> _What this task involves_:
Look at every line below and count those containing "boom". Answer with the number only.

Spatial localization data
<<<<

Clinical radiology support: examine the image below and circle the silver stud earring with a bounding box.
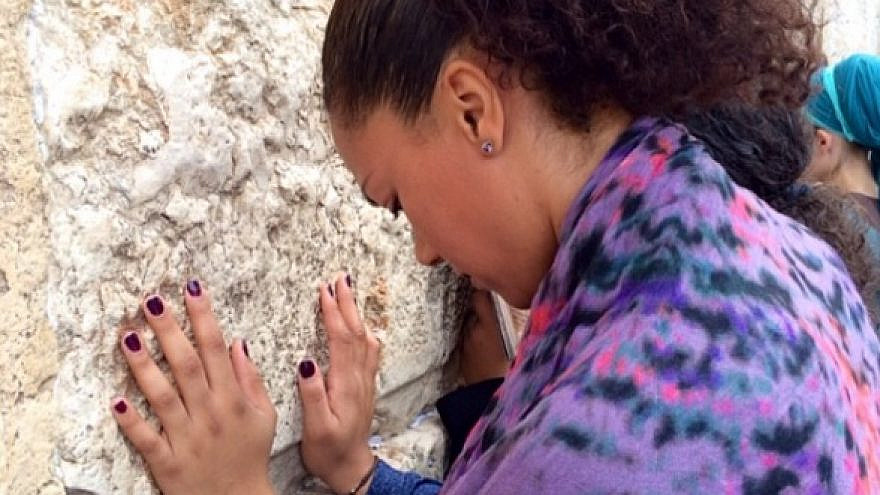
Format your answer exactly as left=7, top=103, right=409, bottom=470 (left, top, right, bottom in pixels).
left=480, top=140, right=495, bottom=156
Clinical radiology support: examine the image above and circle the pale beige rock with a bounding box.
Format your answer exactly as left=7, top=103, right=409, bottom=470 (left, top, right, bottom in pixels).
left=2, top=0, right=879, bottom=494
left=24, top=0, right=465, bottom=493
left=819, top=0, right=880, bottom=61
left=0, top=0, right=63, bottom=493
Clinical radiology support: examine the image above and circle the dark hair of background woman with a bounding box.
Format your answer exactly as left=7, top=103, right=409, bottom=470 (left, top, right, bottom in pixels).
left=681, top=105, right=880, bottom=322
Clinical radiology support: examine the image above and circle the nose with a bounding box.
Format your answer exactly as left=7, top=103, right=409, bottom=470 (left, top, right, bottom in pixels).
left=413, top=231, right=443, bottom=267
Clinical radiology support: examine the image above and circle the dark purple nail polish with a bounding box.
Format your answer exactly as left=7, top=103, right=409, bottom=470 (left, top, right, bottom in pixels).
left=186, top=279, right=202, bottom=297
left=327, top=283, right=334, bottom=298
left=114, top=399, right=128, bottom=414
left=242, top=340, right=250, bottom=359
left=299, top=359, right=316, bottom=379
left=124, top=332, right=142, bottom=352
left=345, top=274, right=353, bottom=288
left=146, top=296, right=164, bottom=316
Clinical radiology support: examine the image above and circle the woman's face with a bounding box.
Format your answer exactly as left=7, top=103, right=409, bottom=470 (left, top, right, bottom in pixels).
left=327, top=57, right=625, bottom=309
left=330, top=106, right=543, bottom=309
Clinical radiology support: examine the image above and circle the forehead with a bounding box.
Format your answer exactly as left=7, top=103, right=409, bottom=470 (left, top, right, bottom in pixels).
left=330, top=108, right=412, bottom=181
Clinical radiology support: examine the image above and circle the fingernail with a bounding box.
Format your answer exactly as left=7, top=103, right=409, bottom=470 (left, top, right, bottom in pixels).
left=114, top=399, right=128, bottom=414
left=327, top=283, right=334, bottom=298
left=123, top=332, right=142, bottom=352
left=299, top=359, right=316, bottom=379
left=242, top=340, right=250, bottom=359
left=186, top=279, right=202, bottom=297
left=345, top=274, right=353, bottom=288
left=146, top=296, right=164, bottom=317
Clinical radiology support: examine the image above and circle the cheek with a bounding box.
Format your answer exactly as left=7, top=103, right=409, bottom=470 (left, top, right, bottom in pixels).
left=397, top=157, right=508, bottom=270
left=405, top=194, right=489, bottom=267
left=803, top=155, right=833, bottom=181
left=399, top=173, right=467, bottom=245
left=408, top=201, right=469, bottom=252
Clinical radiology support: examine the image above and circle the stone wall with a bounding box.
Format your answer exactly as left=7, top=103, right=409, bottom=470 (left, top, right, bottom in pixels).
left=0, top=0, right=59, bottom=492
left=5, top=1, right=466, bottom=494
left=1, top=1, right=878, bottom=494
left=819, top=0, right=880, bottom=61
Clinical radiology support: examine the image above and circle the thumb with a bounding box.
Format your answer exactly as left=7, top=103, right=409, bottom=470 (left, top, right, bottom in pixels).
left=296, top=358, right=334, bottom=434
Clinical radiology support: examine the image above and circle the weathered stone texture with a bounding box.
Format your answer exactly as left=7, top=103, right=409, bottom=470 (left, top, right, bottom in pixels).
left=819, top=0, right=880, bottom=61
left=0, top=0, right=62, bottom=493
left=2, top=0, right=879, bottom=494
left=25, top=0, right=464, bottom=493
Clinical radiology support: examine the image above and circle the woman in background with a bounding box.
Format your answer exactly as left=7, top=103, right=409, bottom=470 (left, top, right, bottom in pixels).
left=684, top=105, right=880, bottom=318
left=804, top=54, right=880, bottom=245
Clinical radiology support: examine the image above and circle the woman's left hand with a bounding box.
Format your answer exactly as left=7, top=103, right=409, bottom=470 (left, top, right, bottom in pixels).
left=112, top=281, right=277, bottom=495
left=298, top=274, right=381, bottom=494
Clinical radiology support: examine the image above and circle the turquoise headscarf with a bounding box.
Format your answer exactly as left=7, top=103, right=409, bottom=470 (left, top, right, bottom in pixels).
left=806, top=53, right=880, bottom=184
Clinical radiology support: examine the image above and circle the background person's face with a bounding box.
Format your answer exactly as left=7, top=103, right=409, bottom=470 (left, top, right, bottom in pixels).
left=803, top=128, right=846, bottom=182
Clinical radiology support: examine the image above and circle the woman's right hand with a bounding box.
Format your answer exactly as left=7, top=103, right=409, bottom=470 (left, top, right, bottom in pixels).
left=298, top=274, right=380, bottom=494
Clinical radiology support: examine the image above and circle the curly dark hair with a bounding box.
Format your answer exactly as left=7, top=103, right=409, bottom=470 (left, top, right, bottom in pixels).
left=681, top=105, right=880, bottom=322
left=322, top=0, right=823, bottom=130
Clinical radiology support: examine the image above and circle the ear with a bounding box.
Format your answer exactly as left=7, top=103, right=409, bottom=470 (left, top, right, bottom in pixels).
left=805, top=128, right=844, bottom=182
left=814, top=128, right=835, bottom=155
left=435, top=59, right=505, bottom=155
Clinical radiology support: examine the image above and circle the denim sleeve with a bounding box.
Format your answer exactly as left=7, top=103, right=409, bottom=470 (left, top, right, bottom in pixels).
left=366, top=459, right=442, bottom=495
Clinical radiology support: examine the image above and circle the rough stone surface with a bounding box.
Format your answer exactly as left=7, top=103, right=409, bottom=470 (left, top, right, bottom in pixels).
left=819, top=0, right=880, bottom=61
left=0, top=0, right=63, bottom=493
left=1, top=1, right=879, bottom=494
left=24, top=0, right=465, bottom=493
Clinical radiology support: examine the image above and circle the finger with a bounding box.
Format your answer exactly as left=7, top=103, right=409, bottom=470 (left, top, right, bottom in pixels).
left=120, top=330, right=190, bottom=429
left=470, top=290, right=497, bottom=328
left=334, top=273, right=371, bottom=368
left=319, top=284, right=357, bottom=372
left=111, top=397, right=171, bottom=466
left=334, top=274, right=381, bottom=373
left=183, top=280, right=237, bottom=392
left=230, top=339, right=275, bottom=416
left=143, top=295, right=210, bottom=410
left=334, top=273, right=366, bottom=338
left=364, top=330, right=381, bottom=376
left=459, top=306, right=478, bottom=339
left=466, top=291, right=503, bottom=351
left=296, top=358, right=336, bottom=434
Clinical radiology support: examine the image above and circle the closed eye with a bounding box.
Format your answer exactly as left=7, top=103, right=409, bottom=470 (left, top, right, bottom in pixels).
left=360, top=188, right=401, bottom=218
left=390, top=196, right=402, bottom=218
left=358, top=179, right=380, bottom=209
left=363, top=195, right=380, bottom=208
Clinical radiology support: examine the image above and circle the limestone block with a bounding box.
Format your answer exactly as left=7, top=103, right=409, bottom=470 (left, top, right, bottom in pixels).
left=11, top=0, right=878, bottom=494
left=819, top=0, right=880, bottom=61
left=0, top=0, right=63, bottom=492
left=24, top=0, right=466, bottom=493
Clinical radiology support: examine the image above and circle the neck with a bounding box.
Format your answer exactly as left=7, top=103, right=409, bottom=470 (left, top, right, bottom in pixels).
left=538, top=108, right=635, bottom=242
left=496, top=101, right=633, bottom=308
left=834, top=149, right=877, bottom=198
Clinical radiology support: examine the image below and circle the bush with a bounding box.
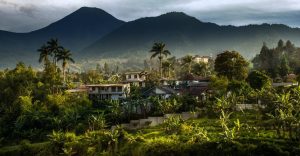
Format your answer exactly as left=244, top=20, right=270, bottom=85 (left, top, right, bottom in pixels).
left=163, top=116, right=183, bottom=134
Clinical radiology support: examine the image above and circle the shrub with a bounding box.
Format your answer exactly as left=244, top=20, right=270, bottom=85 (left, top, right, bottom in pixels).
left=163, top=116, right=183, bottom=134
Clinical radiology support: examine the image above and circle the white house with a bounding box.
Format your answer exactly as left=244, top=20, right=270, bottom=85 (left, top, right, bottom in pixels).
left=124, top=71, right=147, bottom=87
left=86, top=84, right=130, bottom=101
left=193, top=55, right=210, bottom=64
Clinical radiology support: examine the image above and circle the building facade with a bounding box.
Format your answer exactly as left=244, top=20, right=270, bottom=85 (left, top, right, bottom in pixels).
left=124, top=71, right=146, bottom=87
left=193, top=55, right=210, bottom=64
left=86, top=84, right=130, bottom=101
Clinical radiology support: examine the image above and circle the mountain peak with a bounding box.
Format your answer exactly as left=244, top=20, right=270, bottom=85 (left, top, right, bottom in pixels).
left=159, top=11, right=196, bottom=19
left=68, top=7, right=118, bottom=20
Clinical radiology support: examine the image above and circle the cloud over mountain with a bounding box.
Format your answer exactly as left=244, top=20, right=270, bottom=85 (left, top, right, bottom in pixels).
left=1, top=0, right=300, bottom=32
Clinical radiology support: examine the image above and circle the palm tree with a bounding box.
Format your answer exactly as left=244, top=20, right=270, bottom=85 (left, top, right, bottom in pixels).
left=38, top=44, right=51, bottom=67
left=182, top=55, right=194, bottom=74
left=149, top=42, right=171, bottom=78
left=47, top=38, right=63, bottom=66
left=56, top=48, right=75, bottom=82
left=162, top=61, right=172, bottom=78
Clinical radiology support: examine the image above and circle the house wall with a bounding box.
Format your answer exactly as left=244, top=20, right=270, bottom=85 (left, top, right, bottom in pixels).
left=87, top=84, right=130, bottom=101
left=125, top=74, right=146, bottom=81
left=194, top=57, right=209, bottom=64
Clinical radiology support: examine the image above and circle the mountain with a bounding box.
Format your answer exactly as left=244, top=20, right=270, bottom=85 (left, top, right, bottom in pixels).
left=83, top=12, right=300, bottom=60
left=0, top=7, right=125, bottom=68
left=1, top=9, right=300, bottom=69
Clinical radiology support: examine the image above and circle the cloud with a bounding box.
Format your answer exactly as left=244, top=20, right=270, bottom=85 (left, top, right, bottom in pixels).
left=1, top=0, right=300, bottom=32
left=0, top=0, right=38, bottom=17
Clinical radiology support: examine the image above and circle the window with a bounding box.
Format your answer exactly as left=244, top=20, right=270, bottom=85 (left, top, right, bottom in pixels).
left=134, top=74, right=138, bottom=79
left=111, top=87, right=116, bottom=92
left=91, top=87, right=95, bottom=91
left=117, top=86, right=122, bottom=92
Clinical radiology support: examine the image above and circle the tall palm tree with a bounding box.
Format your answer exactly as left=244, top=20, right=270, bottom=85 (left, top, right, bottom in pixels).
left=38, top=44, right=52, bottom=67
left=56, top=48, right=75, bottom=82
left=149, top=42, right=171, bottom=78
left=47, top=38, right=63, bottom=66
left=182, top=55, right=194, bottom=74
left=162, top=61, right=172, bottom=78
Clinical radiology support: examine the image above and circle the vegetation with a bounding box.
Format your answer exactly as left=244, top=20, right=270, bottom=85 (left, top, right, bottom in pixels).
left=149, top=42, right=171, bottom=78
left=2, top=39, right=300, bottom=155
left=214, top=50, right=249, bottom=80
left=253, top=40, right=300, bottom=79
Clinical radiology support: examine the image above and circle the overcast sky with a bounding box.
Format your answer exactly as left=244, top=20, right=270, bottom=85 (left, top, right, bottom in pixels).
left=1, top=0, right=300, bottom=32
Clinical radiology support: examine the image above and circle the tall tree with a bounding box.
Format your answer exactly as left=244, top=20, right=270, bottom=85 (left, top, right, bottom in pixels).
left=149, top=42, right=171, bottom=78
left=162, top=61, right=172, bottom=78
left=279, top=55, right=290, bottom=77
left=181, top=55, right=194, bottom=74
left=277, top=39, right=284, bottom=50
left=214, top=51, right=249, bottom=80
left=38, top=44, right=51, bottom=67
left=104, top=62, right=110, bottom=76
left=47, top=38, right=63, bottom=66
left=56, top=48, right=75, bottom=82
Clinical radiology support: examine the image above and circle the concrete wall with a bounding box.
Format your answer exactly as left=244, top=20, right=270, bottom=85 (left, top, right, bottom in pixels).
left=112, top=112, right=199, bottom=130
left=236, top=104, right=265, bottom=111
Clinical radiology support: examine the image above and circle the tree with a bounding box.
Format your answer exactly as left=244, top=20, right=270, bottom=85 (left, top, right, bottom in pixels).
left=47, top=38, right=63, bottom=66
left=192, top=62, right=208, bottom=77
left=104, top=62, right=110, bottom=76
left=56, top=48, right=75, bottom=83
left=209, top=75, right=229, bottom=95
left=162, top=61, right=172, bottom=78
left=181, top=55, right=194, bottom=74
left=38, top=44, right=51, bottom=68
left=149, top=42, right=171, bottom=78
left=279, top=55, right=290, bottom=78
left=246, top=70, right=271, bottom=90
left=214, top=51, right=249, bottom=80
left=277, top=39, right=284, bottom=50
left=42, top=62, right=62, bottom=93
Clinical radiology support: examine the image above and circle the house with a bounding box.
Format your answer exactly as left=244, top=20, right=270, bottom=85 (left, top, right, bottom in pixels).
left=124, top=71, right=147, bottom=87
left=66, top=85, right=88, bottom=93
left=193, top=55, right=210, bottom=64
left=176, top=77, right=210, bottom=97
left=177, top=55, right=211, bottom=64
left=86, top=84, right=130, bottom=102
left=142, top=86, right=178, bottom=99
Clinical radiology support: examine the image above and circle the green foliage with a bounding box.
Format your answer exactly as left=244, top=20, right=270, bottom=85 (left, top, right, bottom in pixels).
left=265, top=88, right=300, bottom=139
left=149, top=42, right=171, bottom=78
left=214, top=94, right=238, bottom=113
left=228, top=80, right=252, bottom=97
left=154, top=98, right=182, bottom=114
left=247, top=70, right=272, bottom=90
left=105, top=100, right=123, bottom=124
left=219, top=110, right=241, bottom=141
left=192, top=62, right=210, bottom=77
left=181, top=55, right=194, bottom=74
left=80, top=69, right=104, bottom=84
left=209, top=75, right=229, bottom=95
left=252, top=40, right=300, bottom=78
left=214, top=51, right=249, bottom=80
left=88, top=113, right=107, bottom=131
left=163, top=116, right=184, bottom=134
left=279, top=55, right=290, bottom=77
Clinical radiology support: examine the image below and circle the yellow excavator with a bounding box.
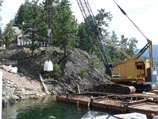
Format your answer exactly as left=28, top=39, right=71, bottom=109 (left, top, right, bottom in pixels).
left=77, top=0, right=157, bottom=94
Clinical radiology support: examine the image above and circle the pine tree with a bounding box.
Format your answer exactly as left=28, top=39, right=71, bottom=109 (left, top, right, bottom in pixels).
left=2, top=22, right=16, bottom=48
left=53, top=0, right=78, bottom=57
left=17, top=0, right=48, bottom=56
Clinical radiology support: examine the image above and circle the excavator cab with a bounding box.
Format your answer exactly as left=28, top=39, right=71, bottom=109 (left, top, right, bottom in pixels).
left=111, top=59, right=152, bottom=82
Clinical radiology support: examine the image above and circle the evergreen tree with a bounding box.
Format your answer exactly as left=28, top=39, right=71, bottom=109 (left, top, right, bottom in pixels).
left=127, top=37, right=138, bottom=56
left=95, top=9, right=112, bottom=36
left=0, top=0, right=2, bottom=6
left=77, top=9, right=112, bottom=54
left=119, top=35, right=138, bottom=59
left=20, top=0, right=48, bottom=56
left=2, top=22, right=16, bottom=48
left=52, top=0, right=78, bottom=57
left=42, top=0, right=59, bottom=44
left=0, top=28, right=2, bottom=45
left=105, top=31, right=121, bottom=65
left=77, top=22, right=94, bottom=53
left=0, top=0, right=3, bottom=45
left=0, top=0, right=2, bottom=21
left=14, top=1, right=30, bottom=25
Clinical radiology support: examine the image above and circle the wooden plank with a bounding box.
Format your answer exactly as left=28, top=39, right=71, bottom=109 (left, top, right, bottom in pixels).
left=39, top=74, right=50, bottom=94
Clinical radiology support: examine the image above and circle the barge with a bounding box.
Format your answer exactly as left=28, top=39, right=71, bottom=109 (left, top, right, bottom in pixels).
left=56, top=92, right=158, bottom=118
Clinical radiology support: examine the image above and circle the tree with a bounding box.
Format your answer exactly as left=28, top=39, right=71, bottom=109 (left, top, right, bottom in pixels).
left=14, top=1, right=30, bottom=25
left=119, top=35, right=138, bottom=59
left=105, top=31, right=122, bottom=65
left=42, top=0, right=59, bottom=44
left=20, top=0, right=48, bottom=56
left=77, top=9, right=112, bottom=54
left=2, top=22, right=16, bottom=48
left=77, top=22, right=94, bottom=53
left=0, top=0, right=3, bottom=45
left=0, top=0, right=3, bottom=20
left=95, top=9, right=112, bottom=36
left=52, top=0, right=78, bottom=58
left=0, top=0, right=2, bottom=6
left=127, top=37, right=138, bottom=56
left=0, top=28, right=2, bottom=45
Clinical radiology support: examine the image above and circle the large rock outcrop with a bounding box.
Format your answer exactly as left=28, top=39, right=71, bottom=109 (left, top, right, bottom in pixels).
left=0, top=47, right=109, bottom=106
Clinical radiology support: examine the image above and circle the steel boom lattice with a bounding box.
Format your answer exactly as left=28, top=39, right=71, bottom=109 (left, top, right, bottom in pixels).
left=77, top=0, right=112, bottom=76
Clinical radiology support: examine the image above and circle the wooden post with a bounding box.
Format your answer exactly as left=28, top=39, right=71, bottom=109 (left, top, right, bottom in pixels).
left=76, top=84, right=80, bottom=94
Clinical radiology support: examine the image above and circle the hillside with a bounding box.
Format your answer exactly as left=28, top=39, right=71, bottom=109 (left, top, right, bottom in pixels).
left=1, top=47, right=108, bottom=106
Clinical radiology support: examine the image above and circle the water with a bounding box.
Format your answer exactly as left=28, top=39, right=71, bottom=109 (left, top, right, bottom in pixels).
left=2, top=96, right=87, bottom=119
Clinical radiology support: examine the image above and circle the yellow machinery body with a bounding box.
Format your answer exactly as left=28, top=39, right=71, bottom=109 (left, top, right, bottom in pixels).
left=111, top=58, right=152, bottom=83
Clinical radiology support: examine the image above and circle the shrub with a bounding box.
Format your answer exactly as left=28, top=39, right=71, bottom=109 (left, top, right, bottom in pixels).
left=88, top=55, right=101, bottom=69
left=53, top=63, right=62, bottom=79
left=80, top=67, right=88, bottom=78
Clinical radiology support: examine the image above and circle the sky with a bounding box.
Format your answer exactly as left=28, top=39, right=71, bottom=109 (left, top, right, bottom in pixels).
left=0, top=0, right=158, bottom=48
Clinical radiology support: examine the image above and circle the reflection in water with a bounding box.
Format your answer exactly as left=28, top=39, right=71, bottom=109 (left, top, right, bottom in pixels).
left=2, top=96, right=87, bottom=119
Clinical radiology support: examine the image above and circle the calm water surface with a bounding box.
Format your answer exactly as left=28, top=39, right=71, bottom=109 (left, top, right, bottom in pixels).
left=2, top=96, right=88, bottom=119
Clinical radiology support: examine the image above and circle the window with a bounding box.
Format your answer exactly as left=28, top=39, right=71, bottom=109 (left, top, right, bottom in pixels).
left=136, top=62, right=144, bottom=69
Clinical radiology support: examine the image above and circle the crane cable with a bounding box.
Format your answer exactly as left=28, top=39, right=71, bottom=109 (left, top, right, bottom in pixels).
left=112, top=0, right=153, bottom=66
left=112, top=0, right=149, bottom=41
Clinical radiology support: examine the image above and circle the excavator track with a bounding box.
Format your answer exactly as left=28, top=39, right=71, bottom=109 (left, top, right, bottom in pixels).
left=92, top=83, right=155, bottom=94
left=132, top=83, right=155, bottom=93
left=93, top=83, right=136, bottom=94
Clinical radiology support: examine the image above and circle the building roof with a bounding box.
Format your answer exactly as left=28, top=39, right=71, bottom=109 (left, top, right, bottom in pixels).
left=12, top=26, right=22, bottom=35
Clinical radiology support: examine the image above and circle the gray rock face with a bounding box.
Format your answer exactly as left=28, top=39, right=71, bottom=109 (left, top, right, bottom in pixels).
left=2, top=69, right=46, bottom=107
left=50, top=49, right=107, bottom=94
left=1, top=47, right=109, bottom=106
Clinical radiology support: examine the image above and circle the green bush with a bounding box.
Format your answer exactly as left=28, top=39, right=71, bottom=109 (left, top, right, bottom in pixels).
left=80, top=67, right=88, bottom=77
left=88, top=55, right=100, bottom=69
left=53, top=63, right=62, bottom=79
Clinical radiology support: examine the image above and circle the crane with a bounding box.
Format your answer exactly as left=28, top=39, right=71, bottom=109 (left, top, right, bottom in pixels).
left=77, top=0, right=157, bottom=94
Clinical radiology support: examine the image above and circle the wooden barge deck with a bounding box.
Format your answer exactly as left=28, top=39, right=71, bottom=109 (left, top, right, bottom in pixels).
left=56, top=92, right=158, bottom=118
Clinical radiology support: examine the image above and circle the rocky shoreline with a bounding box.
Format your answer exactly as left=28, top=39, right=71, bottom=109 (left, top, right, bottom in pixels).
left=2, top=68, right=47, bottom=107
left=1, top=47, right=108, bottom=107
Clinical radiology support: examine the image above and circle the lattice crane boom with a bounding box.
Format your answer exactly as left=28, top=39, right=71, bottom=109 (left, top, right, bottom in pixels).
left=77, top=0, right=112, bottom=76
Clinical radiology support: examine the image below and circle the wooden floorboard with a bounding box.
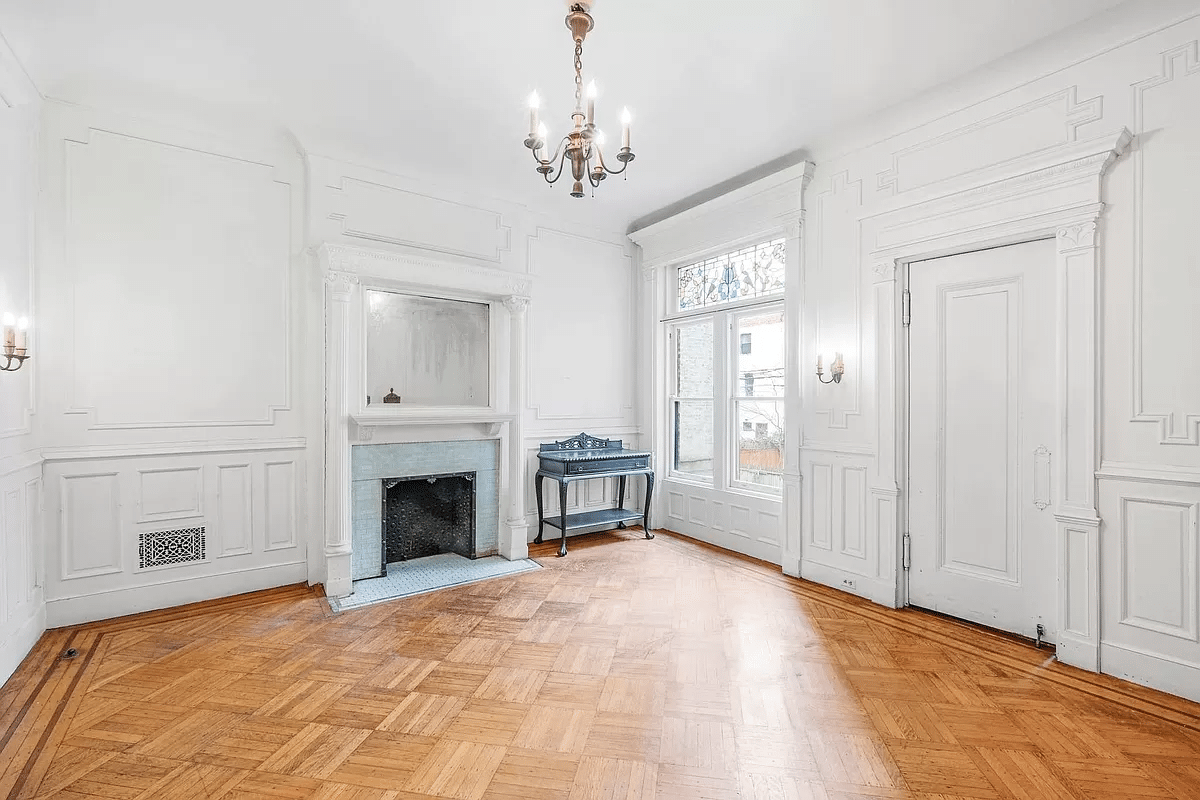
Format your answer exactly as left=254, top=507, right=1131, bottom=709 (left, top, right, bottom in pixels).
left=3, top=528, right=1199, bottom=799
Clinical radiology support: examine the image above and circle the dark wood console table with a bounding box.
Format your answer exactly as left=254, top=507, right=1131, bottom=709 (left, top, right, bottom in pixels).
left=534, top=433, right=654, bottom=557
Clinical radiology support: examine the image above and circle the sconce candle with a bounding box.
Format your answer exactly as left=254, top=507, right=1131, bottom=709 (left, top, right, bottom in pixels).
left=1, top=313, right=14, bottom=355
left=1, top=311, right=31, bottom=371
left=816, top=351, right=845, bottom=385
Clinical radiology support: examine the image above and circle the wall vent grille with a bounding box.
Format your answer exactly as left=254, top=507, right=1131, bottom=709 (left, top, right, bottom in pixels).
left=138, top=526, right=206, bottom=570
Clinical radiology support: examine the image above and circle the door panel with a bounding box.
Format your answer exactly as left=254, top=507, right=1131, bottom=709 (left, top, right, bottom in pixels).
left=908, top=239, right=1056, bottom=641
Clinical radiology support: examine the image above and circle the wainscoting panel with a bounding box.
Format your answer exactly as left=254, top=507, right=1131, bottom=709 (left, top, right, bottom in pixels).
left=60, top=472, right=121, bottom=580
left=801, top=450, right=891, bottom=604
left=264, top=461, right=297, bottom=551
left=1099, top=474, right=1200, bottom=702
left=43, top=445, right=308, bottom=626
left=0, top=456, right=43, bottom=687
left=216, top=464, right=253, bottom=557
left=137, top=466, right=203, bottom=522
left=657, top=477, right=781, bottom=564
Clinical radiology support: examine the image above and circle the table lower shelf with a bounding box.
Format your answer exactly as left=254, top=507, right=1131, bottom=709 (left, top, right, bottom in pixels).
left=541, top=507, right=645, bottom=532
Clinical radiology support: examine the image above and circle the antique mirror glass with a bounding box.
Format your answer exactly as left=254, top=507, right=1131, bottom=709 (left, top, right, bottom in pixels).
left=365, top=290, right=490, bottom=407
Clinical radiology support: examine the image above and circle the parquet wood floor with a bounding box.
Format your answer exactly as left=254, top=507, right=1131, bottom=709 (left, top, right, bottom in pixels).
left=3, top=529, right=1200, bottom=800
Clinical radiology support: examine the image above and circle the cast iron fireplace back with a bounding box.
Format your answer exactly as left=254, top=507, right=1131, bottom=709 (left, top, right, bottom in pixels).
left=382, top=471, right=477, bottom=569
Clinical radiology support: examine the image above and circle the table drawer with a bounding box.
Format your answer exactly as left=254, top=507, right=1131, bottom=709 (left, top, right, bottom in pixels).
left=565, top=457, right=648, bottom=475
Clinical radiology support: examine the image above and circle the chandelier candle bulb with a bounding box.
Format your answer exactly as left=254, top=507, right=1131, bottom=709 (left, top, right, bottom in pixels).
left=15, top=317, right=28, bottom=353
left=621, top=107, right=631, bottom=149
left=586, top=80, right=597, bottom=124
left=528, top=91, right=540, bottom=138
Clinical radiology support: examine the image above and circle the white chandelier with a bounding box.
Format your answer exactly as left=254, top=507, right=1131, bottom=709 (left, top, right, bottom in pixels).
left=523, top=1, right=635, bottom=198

>>>>

> _Response_:
2